**Supplied entries**
"""
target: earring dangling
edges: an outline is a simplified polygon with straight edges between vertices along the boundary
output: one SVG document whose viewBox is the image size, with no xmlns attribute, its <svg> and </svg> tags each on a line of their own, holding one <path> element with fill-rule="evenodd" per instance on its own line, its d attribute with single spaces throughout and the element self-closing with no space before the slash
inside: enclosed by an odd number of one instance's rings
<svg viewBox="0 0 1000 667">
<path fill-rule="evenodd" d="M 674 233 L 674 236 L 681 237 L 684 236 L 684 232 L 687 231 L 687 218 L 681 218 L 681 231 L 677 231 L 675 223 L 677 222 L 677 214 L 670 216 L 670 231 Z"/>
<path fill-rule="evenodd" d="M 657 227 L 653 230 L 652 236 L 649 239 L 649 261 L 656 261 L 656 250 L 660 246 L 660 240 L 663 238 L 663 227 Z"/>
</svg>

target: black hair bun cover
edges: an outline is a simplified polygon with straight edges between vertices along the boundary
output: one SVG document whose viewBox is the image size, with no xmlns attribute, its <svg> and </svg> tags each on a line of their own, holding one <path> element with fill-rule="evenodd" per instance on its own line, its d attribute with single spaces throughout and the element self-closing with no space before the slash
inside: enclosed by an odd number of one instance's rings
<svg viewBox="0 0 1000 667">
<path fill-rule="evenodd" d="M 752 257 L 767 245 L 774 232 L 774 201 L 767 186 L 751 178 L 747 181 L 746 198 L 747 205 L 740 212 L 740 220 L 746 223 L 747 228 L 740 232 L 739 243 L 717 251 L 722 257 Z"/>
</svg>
"""
**What you should do**
Return all of the lines above, first to last, with every character unchanged.

**Response for this exercise**
target: earring dangling
edges: an outline is a simplified polygon with straight edges between vertices along the boundary
output: one SVG document whose viewBox is the image size, with no xmlns attribute, its <svg> and </svg> tags each on a line of their own, holding one <path> element with fill-rule="evenodd" per instance on its own line, its d attribute with single spaces throughout and the element self-closing with no space before the slash
inside: enclosed by an odd number of one instance's rings
<svg viewBox="0 0 1000 667">
<path fill-rule="evenodd" d="M 674 233 L 674 236 L 681 237 L 684 236 L 684 232 L 687 231 L 687 218 L 681 218 L 681 231 L 677 231 L 675 223 L 677 222 L 677 214 L 670 216 L 670 231 Z"/>
<path fill-rule="evenodd" d="M 657 227 L 653 230 L 652 236 L 649 239 L 649 261 L 656 261 L 656 250 L 660 246 L 660 240 L 663 238 L 663 227 Z"/>
</svg>

target: black hair bun cover
edges: an outline is a simplified polygon with straight edges between vertices along the boundary
output: one SVG document whose viewBox is the image size, with no xmlns attribute, its <svg> and </svg> tags each on a line of their own, holding one <path> element with fill-rule="evenodd" per instance on its own line, its d attribute with single spaces throughout and the element self-closing with no space before the slash
inside: enclosed by an odd number of one instance's rings
<svg viewBox="0 0 1000 667">
<path fill-rule="evenodd" d="M 752 257 L 767 245 L 774 232 L 774 201 L 767 186 L 751 178 L 747 181 L 746 198 L 747 205 L 740 212 L 740 220 L 746 223 L 747 228 L 740 232 L 739 243 L 717 251 L 722 257 Z"/>
</svg>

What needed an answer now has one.